WHAT IS BEING ASKED: Repeat every one of the entries below verbatim, keeping each line in its original order.

GIVEN DATA:
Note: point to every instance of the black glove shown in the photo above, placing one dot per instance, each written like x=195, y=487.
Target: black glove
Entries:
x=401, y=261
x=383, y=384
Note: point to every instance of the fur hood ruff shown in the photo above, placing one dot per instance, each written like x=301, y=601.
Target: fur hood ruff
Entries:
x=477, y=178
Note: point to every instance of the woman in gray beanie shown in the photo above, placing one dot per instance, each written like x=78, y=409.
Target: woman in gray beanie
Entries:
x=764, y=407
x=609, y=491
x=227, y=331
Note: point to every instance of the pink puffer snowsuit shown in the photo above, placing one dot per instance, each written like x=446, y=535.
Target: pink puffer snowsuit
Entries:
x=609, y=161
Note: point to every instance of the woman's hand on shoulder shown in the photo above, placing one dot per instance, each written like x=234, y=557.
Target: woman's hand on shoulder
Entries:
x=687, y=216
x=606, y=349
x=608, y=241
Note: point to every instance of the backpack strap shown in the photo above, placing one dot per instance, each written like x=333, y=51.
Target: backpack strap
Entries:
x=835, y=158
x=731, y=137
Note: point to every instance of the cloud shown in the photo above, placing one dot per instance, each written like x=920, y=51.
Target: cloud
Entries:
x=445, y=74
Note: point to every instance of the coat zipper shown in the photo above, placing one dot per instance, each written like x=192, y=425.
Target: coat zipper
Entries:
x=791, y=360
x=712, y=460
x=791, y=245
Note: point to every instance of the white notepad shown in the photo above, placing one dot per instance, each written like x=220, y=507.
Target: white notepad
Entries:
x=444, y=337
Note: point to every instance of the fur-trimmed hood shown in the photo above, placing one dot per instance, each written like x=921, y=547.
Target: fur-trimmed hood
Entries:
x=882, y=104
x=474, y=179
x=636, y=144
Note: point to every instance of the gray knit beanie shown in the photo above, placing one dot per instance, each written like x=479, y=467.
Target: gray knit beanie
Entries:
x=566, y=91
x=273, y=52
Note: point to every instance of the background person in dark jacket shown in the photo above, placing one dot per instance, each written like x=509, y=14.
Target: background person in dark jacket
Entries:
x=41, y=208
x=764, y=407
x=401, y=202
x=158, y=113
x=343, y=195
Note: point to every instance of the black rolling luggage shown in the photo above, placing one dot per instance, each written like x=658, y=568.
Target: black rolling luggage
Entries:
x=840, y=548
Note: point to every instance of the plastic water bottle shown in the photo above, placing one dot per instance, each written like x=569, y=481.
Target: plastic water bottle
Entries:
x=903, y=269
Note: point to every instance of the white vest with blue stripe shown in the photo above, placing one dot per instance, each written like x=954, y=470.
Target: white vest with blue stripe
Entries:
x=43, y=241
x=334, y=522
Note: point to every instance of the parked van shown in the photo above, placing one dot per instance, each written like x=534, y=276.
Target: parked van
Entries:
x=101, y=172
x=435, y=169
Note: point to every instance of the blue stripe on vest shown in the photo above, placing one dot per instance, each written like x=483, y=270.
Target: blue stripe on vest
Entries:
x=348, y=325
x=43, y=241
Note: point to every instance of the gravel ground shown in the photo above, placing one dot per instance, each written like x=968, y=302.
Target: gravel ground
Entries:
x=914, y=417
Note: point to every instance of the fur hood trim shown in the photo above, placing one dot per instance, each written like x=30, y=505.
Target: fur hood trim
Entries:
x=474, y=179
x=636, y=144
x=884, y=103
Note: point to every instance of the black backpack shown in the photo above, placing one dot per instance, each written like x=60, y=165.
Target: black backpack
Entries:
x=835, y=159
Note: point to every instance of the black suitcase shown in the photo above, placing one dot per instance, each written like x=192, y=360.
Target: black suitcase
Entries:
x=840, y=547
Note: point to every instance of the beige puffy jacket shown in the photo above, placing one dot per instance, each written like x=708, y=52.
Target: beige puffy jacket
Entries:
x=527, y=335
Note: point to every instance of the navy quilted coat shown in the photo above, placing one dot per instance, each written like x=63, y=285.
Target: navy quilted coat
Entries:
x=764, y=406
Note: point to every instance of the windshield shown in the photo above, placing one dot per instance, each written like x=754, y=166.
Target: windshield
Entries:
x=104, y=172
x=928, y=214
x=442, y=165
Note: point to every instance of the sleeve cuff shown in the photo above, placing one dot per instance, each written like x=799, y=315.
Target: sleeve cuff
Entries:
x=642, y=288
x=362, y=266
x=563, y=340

ANSWER TO THIS PROBLEM:
Note: point to every instance of the black glove shown in the photo above, placing one dot per instance, each written like x=195, y=487.
Target: black glove
Entries:
x=401, y=261
x=383, y=384
Note: point to every instance of the fur hood ruff shown in the photo above, placing one dot per instance, each written like x=301, y=601.
Target: fur hood ruff
Entries:
x=477, y=178
Note: point to every instance of the woman in gray beanie shown in the photo above, placing one dot per instance, each written like x=78, y=409.
Target: woman in gray beanie
Entries:
x=764, y=407
x=609, y=491
x=227, y=331
Note: point to every instance of the pink puffer snowsuit shown in the photo above, placing one dot per instance, each written like x=446, y=535.
Target: pink puffer snowsuit
Entries:
x=609, y=161
Note: point to every instance of the woman's hand on shoulder shown in the photo above, placing one dot per instance, each written like x=234, y=557.
Target: woman's hand on shoulder
Entries:
x=687, y=216
x=606, y=349
x=608, y=241
Note: point to every instance of the backpack strap shown in the photo above, placing one dot per instance, each written like x=333, y=51.
Target: backpack strap
Entries:
x=835, y=158
x=731, y=137
Note: point to every instance of the cloud shown in the photo above, placing one dot per instance, each written like x=920, y=51.
Target: cloud
Entries:
x=445, y=74
Note: point to every instance of the coat zipper shown in the photo above, placing one dot per instance, each written like x=192, y=425.
Target: coat zipper
Entries:
x=791, y=360
x=712, y=460
x=791, y=245
Note: point to every instance of the white notepad shown in the photo above, placing one dot per instance, each written like x=220, y=507.
Target: white notepad
Entries:
x=444, y=337
Note: point to every instance of the fur-trimmed hood shown in the photo above, placing one dot per instance, each written like x=921, y=547.
Target: fur-trimmed hood
Entries:
x=882, y=104
x=474, y=179
x=636, y=144
Note: point to every instance of the gray knit beanie shown in the photo above, placing one dot per instance, each written like x=479, y=467.
Target: gray knit beanie
Entries:
x=566, y=91
x=273, y=52
Note: point to every instance of the background person in dark jacket shown in the photo above, placing one dot per instance, each written like x=509, y=14.
Target: background person in dark jacket
Entries:
x=41, y=208
x=764, y=407
x=401, y=202
x=158, y=113
x=343, y=195
Note: point to every instance of the black rolling luggage shown in the photo above, placing one dot per instance, each written like x=658, y=568.
Target: black rolling luggage
Entries:
x=840, y=548
Note: point to every instance of the plastic water bottle shown in the photo above, placing one dot per instance, each written like x=569, y=481.
Target: plastic water bottle
Entries:
x=903, y=269
Note: point to every instance of the white vest with blue stripe shown in the photo above, placing one dot per instance, each written like x=954, y=470.
Target: white vest with blue stripe
Entries:
x=43, y=241
x=334, y=522
Note: point to every instance of the parked van shown in the photo above, placing one dot per instance, each written like x=534, y=276.
Target: parked van
Entries:
x=101, y=172
x=435, y=169
Note: point to every instance of the blue stripe on vest shown in the photo above, placing one dot per instance, each written like x=483, y=270.
Target: blue stripe on vest
Entries:
x=348, y=325
x=43, y=241
Note: point to every instance of the gravel ground shown in the photo above, placing one dot per instance, each written like x=968, y=302.
Target: gravel ground
Entries:
x=914, y=417
Note: point to every instance of the fur hood trim shown in the photo above, placing one dot per instance, each written like x=30, y=505.
Target: fur hood trim
Entries:
x=474, y=179
x=636, y=144
x=884, y=103
Note: point to every instance of the black backpack shown in the photo above, placing one dot per instance, each written like x=60, y=165.
Target: black backpack
Entries:
x=835, y=159
Note: point to every instance of the black suitcase shown in the photo above, placing one dot per instance, each written like x=192, y=360.
Target: black suitcase
Entries:
x=840, y=547
Note: point to every instance of the beige puffy jacket shown in the photo above, placing one dot per instance, each written like x=708, y=52.
Target: beige puffy jacket
Entries:
x=527, y=335
Note: point to every instance of the navy quilted coat shown in the photo above, placing one dot per instance, each written like x=63, y=285.
Target: navy quilted coat
Entries:
x=764, y=406
Note: point to every instance of the windshield shown in the photo above, placing one dot per instance, each written like x=754, y=166.
Target: windshield
Entries:
x=104, y=172
x=928, y=214
x=442, y=165
Note: point to every instance of the sleeve cuff shown in the photo above, placing one dot per instance, each written like x=799, y=315.
Target: sleeve cuff
Entries:
x=642, y=288
x=362, y=266
x=563, y=340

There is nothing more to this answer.